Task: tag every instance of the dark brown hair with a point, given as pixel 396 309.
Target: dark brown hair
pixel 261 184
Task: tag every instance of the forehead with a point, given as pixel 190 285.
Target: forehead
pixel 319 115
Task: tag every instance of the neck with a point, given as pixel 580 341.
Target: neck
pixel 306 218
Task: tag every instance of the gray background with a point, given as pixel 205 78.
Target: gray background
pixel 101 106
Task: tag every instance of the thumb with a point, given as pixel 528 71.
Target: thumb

▸ Written instruction:
Recast every line of the items above as a single numbered list, leaving out any blank lines.

▸ Final result:
1. Task: tag every instance of the dark brown hair with a point, given as pixel 396 309.
2. Target: dark brown hair
3. pixel 261 184
4. Task: tag every instance of the forehead with a point, given as pixel 190 285.
5. Target: forehead
6. pixel 319 115
7. Task: tag every instance of the neck with a point, given as pixel 580 341.
8. Target: neck
9. pixel 306 218
10. Task: tag every instance of the gray background with a point, given as pixel 205 78.
11. Target: gray background
12. pixel 101 106
13. Task: tag every instance of the thumb with a point, given as pixel 528 71.
14. Target: thumb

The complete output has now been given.